> _What is asked_:
1/ According to the Essex Sociology recollection below, what was the subject of the writer's doctorate?
2/ Please continue the Essex Sociology recollection that comes first below, picking up after its final sentence.

> _Quoted text_:
:::::

David Rowe, University of West SydneyI was in the Essex Sociology Department as a PhD student and Part-Time Tutor between late 1978 and mid 1981, when I left for Australia and where I’ve been resident ever since.  After some eventful years getting established there, I finally received my doctorate on the post-punk British independent music industry in 1986.  I still vividly remember walking through knee-deep snow at Wivenhoe Park to my viva voce with Tony Woodiwiss and Simon Frith!  I’ve visited the Department occasionally since, most notably as a Visiting Research Fellow (late 1989 to early 1990), and maintained an interest in its activities over the years, and am currently collaborating with Professor Dick Hobbs, who also has a fractional employment at my University.  I remain a member of the British Sociological Association and sometimes get to BSA conferences (the last time being Cardiff in 2009), and was an Associate Board Member of Sociology (2008-10).  So I still count myself among the ranks of Essex Sociology alumni, and am still in contact with contemporaries such as Jon Stratton and Graham Crow.

After many years at The University of Newcastle in New South Wales, I moved in 2006 to the University of Western Sydney (UWS), where I am currently a Professor of Cultural Research in the Institute for Culture and Society.  At UWS (with varying levels of ‘residency’) there are sociologists who will be well known to people associated with the Department at Essex, including Professors Tony Bennett, Jack Barbalet and Bryan Turner.  Journal of Sociology (published, like Sociology, by Sage) will be run out of UWS from 2013-2015, and we would be happy to receive submissions (scrupulously refereed, of course) from Essex sociologists of any era!

:::::

> _Data excerpt_:
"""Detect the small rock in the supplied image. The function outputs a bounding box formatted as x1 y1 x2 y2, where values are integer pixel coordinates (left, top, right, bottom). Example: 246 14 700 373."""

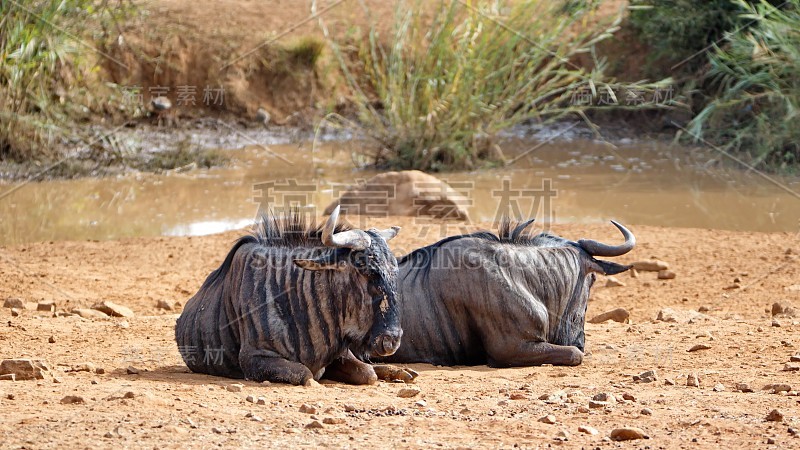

:::::

> _Answers in order_:
1/ The post-punk British independent music industry.

2/
My principal intellectual interest is in the area of media and popular culture, with most of my current work on mediated sport culture, cultural and media policy, urban leisure, and journalism.  While I still identify sociology as my bedrock discipline, most of my work has been fairly interdisciplinary in nature.  There are good academic reasons for this trajectory, but pragmatic ones too – much of my university teaching has been in vocationally-oriented, applied or interdisciplinary ‘studies’ areas.  In terms of wider interests, including leisure and professional, I find that being a sociologist indissolubly connects everything that I’m interested in, and over which I can claim some critical-analytical competency.  So sociology has taken care of the work-life balance conundrum – but perhaps not in an entirely healthy way!